## GIVEN REQUEST
Find every line below that contains the string "opponent" and copy each one in full. Uppercase and lowercase letters count as different.

## TASK INPUT
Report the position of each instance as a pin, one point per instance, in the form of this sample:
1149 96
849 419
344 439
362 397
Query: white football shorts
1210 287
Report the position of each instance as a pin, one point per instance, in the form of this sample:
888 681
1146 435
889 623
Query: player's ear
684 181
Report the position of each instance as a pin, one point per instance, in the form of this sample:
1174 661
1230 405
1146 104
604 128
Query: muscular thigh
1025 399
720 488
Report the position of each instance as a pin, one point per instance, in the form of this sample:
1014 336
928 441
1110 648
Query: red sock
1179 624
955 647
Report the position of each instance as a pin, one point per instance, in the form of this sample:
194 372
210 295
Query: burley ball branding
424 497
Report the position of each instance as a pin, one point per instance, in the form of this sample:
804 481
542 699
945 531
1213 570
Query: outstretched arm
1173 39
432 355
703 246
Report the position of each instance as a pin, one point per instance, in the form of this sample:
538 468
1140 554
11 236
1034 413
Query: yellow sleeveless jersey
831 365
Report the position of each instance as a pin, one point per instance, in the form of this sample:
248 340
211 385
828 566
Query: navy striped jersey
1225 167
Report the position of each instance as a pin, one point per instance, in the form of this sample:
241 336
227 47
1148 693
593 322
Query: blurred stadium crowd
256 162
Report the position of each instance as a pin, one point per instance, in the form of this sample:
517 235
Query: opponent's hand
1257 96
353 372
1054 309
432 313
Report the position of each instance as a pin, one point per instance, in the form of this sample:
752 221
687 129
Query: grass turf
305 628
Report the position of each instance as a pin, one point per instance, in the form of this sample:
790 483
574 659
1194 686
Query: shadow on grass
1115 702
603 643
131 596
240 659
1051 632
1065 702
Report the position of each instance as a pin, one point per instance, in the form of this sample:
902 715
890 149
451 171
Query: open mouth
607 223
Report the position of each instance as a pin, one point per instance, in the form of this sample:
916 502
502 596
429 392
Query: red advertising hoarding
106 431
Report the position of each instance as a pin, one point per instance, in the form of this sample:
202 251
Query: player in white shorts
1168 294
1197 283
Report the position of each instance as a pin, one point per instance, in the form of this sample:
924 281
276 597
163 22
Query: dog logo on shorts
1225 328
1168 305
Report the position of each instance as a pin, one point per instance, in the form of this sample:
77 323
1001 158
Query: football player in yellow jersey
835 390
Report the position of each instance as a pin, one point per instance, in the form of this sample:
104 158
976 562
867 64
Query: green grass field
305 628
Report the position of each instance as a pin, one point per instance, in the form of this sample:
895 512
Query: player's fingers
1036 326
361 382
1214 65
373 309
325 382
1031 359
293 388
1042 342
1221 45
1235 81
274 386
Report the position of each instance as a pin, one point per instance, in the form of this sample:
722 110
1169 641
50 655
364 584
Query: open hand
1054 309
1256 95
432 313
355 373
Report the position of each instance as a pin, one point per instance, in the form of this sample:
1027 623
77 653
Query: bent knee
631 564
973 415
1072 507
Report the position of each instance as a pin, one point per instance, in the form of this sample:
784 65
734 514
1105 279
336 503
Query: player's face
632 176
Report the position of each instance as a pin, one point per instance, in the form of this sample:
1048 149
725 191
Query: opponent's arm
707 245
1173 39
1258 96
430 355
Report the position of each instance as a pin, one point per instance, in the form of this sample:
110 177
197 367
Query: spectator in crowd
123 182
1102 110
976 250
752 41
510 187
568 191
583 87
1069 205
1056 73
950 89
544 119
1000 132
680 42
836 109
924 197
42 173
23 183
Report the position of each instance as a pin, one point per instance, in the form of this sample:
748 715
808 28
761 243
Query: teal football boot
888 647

## ANSWER FOR THE TASK
Query: opponent's hand
Query: opponent's arm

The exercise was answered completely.